## Written instruction a
Copy out the passage below on the trade union march against government cuts, word for word and in full.

-- start Passage given --

Over 700 coaches and a fleet of charter trains will bring people to London from across Britain, and there appears to be little doubt that this will be the largest demonstration organised by the trade union movement in a generation.
The size of Saturday’s march and rally will reflect the scale of the damage inflicted on communities and individuals by the government’s programme of vicious cuts and so-called “reforms.”
Already some 226,000 council workers have lost their jobs or have been given notice of potential redundancy – this before the real impact of the government’s decision to slash nearly 30 per cent from local authority budgets is felt.
The False Economy website has estimated that more than 50,000 jobs will go in the NHS, despite government claims that health spending is protected.
Each of these job losses means poorer services for the public and increased pressures on the staff who remain. Little wonder that a recent survey found that three-quarters of public-sector workers felt morale in their workplace was average or poor.
The government’s cuts and top-down reforms have left staff demoralised, insecure and under more pressure than ever.
Beneath the statistics, cuts in public services and benefits are exacting a dreadful individual cost.
False Economy features dozens of testimonies setting out the human cost of the government’s reckless approach to deficit reduction.
One such example is “WS” from the West Midlands.

-- end Passage given --
-- start Material for this exercise --

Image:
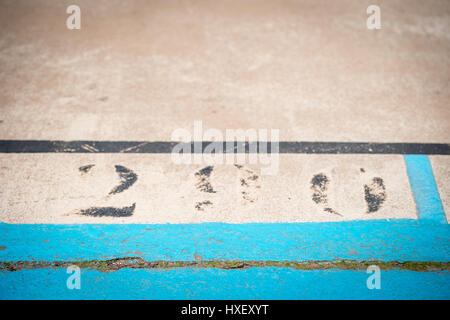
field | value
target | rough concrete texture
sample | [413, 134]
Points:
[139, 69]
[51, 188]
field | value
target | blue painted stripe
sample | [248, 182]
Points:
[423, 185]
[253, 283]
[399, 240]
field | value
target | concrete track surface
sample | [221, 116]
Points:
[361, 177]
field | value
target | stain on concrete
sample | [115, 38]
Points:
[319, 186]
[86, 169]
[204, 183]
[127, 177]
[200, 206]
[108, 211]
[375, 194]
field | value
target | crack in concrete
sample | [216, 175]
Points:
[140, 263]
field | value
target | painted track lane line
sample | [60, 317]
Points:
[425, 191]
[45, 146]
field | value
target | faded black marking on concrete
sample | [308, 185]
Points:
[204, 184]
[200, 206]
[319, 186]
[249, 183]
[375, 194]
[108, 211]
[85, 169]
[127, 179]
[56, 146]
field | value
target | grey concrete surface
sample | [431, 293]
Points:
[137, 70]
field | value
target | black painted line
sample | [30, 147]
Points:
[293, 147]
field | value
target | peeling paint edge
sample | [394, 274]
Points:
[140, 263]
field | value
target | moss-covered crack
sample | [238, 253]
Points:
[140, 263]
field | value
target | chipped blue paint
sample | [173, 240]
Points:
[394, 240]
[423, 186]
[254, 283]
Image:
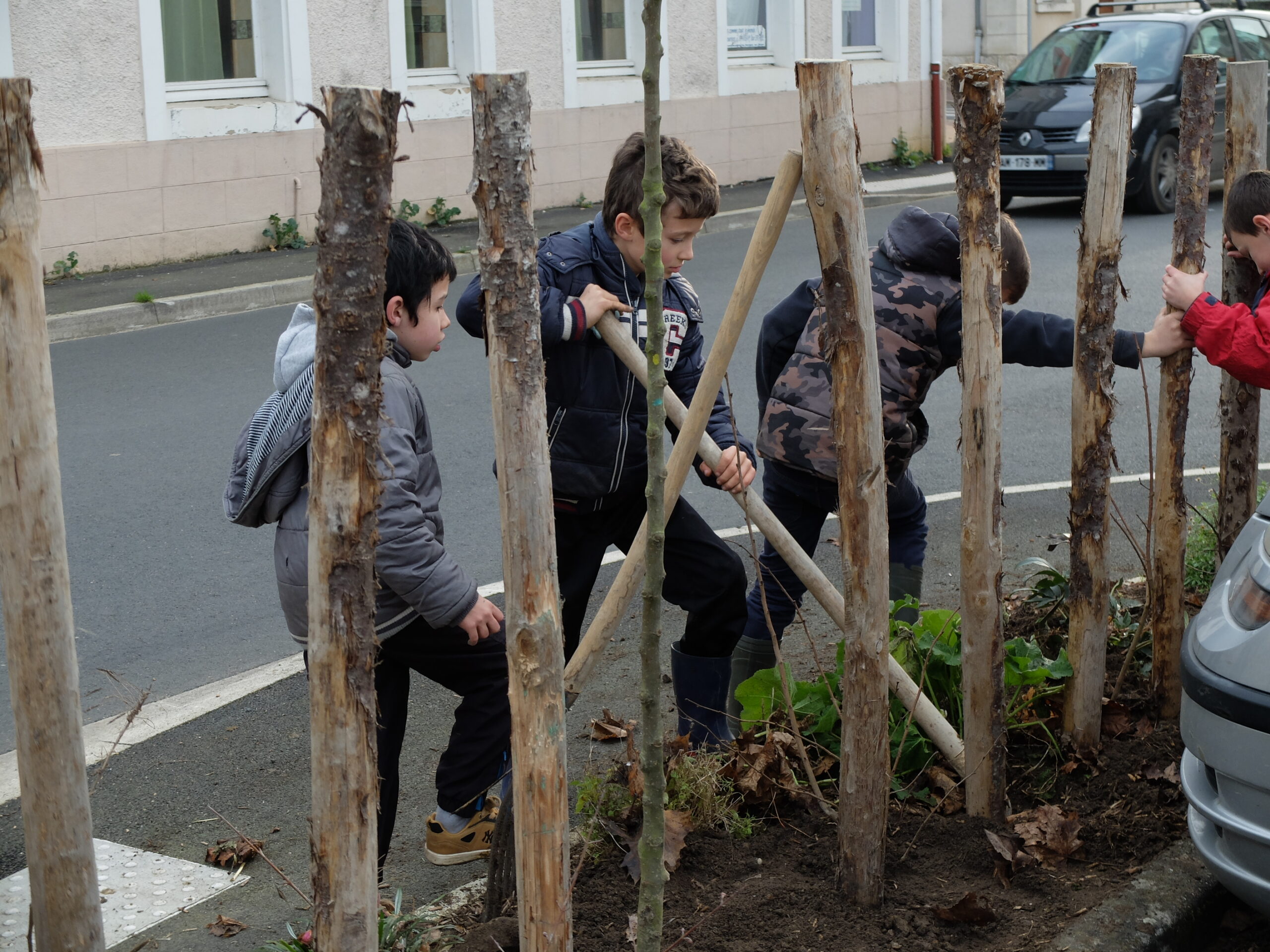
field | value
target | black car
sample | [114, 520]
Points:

-- end Material for this exercise --

## Written instruction b
How many lines of the listing above contain the string "blue"? Reply with the number alone.

## Full answer a
Over 700 coaches and a fleet of charter trains will bring people to London from across Britain, and there appears to be little doubt that this will be the largest demonstration organised by the trade union movement in a generation.
The size of Saturday’s march and rally will reflect the scale of the damage inflicted on communities and individuals by the government’s programme of vicious cuts and so-called “reforms.”
Already some 226,000 council workers have lost their jobs or have been given notice of potential redundancy – this before the real impact of the government’s decision to slash nearly 30 per cent from local authority budgets is felt.
The False Economy website has estimated that more than 50,000 jobs will go in the NHS, despite government claims that health spending is protected.
Each of these job losses means poorer services for the public and increased pressures on the staff who remain. Little wonder that a recent survey found that three-quarters of public-sector workers felt morale in their workplace was average or poor.
The government’s cuts and top-down reforms have left staff demoralised, insecure and under more pressure than ever.
Beneath the statistics, cuts in public services and benefits are exacting a dreadful individual cost.
False Economy features dozens of testimonies setting out the human cost of the government’s reckless approach to deficit reduction.
One such example is “WS” from the West Midlands.

## Full answer b
2